TEKS
· · · ·
Keinginan Presidium Masyarakat Medan Utara (PMMU) untuk membentuk kota baru, memisahkan diri dari Kota Medan kian hangat dibicarakan akhir-akhir ini.
Desain besar penataan daerah tahun 2010-2025 yang akan menjadi acuan pemekaran daerahn
yang dirilis Kemendagri juga menambah semangat pemekaran. Dalam desain disebutkan, Provinsi Sumut layak menambah dua kabupaten/kota hingga 2020 mendatang.
· · · ·
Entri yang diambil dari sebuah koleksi
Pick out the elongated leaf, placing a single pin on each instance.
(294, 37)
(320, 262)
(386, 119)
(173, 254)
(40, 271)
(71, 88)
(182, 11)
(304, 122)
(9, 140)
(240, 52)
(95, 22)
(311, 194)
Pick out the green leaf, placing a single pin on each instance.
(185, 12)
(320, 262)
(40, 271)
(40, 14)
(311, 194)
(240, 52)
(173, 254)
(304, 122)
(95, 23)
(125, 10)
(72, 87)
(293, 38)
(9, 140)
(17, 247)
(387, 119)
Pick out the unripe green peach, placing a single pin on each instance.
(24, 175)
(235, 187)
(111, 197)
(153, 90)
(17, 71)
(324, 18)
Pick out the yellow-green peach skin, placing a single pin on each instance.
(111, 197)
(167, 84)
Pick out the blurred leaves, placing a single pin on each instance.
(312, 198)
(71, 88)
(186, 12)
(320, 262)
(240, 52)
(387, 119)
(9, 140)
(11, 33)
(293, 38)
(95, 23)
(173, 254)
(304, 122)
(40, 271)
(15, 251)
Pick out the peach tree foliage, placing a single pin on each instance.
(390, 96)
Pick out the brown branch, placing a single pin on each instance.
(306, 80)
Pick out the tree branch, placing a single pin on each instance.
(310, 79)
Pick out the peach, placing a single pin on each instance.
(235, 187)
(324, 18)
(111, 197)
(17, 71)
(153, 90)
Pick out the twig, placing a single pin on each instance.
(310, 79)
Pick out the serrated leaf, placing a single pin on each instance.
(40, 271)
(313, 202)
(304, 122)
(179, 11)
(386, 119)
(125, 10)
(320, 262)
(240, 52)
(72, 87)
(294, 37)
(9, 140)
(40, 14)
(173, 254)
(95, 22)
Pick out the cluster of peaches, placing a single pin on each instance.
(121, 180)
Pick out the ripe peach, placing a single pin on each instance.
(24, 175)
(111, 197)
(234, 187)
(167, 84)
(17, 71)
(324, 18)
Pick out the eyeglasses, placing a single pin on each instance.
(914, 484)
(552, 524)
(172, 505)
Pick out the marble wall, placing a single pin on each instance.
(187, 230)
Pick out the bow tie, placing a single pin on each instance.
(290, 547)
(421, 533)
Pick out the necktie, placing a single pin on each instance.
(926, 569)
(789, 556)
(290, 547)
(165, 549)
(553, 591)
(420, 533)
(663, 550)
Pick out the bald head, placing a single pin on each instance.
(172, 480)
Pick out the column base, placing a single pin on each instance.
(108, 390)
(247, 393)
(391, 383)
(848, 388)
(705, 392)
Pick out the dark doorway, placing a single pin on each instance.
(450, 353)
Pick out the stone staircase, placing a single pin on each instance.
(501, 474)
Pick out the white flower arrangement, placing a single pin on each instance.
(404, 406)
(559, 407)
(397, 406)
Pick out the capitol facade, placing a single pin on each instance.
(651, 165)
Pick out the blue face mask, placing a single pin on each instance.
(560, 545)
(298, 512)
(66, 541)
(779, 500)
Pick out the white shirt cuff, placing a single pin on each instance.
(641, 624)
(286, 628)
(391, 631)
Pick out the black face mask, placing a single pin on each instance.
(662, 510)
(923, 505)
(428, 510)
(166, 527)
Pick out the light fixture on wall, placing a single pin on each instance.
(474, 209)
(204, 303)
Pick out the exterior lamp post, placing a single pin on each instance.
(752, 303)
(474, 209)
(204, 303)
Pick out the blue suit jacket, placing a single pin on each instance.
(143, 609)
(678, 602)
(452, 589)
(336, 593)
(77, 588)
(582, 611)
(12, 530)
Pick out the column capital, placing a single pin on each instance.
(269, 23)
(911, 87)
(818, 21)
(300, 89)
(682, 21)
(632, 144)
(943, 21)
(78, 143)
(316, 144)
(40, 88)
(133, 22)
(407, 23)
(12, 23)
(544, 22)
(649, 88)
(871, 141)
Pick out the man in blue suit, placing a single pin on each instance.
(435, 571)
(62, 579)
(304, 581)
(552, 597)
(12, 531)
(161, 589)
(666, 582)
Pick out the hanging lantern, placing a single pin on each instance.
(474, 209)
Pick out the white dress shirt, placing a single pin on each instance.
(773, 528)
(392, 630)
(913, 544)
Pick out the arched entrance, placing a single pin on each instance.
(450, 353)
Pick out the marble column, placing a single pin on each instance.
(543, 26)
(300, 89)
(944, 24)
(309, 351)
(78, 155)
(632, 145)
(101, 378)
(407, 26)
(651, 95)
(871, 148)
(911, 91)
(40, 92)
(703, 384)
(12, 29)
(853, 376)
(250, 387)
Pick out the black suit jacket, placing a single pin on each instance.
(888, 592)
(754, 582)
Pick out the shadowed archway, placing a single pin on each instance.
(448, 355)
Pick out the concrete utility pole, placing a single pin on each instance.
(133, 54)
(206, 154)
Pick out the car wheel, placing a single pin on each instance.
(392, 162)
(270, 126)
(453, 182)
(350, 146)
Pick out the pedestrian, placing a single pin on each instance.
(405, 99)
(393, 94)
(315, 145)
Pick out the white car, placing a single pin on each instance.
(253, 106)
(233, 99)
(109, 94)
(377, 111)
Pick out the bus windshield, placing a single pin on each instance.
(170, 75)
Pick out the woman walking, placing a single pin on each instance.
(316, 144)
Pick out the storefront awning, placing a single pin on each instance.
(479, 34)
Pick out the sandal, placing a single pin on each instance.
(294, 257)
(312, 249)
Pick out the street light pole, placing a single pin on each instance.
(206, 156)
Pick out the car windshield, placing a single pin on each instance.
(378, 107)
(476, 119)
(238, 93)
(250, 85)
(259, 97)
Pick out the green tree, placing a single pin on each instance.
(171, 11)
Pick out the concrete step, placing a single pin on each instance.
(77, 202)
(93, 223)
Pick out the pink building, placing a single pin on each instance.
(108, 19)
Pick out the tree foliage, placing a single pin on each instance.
· · · ·
TUGAS YANG DIKERJAKAN
(a) Jawablah pertanyaan berikut berdasarkan teks tentang pemekaran Medan Utara.
(i) Apa kepanjangan dari PMMU?
(ii) Desain besar penataan daerah itu mencakup tahun berapa sampai tahun berapa?
(iii) Menurut desain tersebut, berapa kabupaten/kota yang layak ditambah Provinsi Sumut hingga 2020?
(b) Tukar "concrete" dengan "stone" pada bagian daftar yang dimulai dari baris berisi "Pick out the concrete step, placing" sampai akhir daftar. Tulis ulang baris-baris tersebut saja tanpa perubahan lain.

PEMBAHASAN JAWABAN
(a)
(i) Presidium Masyarakat Medan Utara.
(ii) Tahun 2010 sampai 2025.
(iii) Dua kabupaten/kota.

(b)
Pick out the stone step, placing a single pin on each instance.
(77, 202)
(93, 223)
Pick out the pink building, placing a single pin on each instance.
(108, 19)
Pick out the tree foliage, placing a single pin on each instance.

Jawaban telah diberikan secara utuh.